_Short task_
Rewrite every line of the entries below, requests included, scaling each x and y point coordinate in the answers by 2.6 and rounding to whole numbers with halves rounded up. Leave the pictures out of your answer.

_Input material_
================
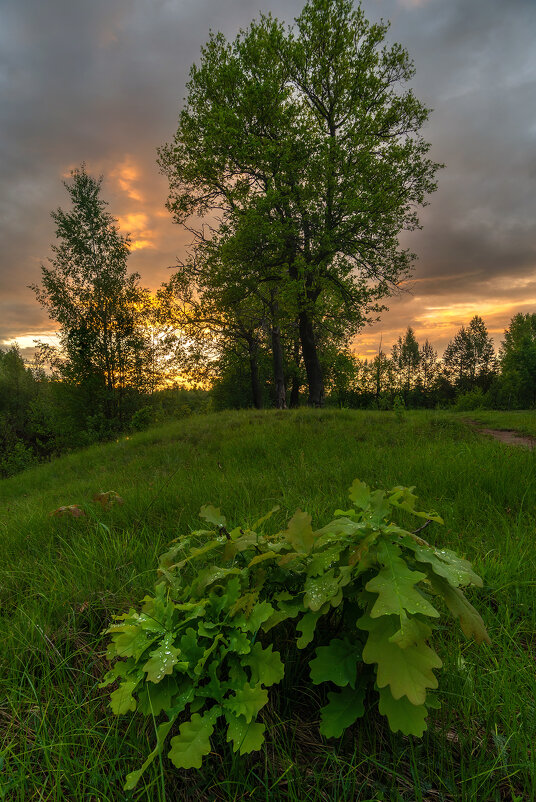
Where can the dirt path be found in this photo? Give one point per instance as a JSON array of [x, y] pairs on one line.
[[508, 436]]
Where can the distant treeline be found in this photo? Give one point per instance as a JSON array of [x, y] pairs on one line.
[[470, 373], [43, 416]]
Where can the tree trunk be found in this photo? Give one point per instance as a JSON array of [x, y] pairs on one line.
[[279, 375], [254, 370], [311, 361], [295, 390]]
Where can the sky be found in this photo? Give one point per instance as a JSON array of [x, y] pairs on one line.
[[102, 82]]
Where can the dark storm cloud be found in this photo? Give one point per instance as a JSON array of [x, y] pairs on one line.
[[102, 81]]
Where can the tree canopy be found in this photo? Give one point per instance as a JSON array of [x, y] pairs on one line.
[[99, 306], [299, 150]]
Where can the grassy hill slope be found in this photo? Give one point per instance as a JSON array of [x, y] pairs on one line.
[[61, 580]]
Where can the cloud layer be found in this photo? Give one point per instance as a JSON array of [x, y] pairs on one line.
[[102, 82]]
================
_Solved problem_
Where can the dirt path be found in this photo? Give one point per instance as a JSON array of [x, y] pairs on one line.
[[1321, 1134]]
Where can the distant treeline be found in this photo? Give one point per instance as a JSON array of [x, y] pairs on one line.
[[1222, 970], [112, 1082]]
Where can the tree trunk be found in this photo? Give one point per instance as a JSON array of [x, y] pairs on one line.
[[725, 975], [660, 962], [809, 939], [767, 1014]]
Where can the sky be found in this photo? Give one point per instance as a JSON array of [x, y] pairs on one line.
[[265, 213]]
Where can the dark storm cloud be found in this photo? Give one point per instance as a JSON array of [x, y] pairs on one line.
[[265, 211]]
Where can the tree canopy be found in this photo? Give one point per instance as a JSON array of [x, y] pairs on one line.
[[257, 796], [777, 390]]
Where can the grassy hill slope be found in this photo? Give one point per instance as a JSON array of [x, y] pairs on one line.
[[159, 1508]]
Where can the cloud layer be found in this photo? Give one point per instance as a JSON array of [x, y] pairs on one line.
[[265, 213]]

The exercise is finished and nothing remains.